EXCERPTED TEXT
++++++++++++++++++++

Born in Philadelphia, Pennsylvania in 1929, Chuck Barris entered the entertainment world as a page at NBC and then moved on to behind-the-scenes work on American Bandstand, a gig that led him into the music industry. Beyond compositions put together for his later shows, Barris' biggest footprint in that field was writing Freddy Cannon's 1962 hit "Palisades Park." It was in 1965 that he founded Chuck Barry Productions, and the rest is loud and silly history.
The first game show that Chuck Barris brought to the masses was The Dating Game, which saw single folks trying to make romantic connections through wall partitions and 1960s lewdness. The show was a huge success, went on to air for years in its first run and was later the subject of several revivals and returns throughout the decades since. The very next year, Barris unleashed arguably his most successful effort, The Newlywed Game, which got even goofier with the romance-tinged questions and answers. Similar to its predecessor, Newlywed Game has been the subject of multiple reimaginings over the years, though all stick to the same basic concept. Both also inspired countless imitators, some less successful than others.
It wasn't until the 1970s that Chuck Barris actually got in front of the camera on a regular basis to show off even more of his manic comedic talents as the host the parodical talent competition The Gong Show, yet another program that lasted a long time and fed into later revivals. There's no denying that Barris made a lot of non-fans with his schtick, earning him nicknames such as "The King of Schlock," but there's also no denying his popularity. Check out these clips to see him in action.
Chuck Barris was behind many other game shows as well, such as Three's a Crowd, The Family Game, The $1.98 Beauty Show, How's Your Mother-in-Law?, Treasure Hunt and more. (Mileage varies with each.) He also famously penned the questionable autobiography-turned-film Confessions of a Dangerous Mind, in which he claimed to have been a spy assassin for the CIA in the 1960s. The CIA discredited his stories, but they persist. Barris also wrote Della: A Memoir of My Daughter in 2010, which chronicled the life and 1998 death of his only child.
We at CinemaBlend send our thoughts and condolences to the family and friends of Chuck Barris in their time of mourning. Will we soon see any of his big shows becoming part of all the classics coming back to the primetime game show circuit?

++++++++++++++++++++

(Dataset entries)
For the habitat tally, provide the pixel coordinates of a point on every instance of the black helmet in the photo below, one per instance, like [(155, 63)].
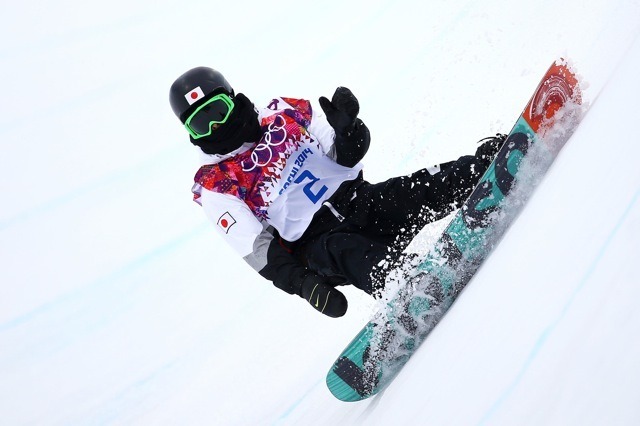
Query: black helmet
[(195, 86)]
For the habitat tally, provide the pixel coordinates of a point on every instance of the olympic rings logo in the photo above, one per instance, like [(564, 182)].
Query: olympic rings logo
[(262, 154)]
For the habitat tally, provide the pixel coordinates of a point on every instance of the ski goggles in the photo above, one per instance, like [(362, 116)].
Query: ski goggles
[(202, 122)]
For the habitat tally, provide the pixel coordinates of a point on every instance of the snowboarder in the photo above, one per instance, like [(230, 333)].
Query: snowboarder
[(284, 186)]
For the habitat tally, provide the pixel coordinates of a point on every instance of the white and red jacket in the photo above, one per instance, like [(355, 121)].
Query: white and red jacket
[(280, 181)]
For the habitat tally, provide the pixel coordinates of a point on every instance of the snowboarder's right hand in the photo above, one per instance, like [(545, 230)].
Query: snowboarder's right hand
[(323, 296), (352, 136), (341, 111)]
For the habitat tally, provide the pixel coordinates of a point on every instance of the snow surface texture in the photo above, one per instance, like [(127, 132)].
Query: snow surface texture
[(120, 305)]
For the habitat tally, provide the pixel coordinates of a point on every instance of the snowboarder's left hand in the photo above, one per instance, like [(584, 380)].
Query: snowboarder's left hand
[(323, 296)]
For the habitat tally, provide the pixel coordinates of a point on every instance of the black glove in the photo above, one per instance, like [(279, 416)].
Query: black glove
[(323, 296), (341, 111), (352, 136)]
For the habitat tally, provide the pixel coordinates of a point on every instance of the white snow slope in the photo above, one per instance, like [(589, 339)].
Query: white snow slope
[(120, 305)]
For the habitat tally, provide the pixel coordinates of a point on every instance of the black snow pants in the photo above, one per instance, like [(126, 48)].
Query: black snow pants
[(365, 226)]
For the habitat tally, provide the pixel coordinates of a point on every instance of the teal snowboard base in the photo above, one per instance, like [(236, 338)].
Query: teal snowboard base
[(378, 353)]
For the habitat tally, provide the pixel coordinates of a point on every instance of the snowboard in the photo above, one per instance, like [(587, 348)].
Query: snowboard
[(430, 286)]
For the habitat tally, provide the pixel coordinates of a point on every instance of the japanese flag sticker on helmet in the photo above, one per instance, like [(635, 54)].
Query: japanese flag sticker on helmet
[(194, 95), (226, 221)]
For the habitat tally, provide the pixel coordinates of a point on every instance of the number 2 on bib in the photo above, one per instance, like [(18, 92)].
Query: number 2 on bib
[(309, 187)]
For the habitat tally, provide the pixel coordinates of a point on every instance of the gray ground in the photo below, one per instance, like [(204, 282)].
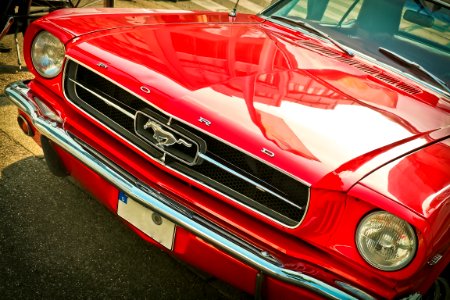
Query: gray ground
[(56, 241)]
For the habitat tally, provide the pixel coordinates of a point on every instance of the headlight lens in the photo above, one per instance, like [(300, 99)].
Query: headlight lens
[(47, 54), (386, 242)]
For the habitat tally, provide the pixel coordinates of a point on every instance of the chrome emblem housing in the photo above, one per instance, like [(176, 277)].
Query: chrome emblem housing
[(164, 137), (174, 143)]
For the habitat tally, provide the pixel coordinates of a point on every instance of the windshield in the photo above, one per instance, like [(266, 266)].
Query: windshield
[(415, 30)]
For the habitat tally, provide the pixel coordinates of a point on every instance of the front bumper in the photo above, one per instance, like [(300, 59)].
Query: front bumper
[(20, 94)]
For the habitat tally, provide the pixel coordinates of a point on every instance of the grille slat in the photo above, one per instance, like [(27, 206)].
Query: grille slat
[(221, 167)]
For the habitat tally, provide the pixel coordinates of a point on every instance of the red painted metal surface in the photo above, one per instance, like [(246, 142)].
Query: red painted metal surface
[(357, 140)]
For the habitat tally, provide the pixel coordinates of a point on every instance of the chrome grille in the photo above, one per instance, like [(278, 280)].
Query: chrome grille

++++++++++++++++++++

YOUR TASKS
1) According to the Chuck Barris article, how did Barris end up working in the music industry? Answer in one to three sentences.
2) From the Chuck Barris article, reproduce word for word everything from "Chuck Barris was" down to "game show circuit?".
The listing isn't needed for anything here.

OUTPUTS IN ORDER
1) After starting as a page at NBC, Barris did behind-the-scenes work on American Bandstand. The article says that job led him into the music industry.

2)
Chuck Barris was behind many other game shows as well, such as Three's a Crowd, The Family Game, The $1.98 Beauty Show, How's Your Mother-in-Law?, Treasure Hunt and more. (Mileage varies with each.) He also famously penned the questionable autobiography-turned-film Confessions of a Dangerous Mind, in which he claimed to have been a spy assassin for the CIA in the 1960s. The CIA discredited his stories, but they persist. Barris also wrote Della: A Memoir of My Daughter in 2010, which chronicled the life and 1998 death of his only child.
We at CinemaBlend send our thoughts and condolences to the family and friends of Chuck Barris in their time of mourning. Will we soon see any of his big shows becoming part of all the classics coming back to the primetime game show circuit?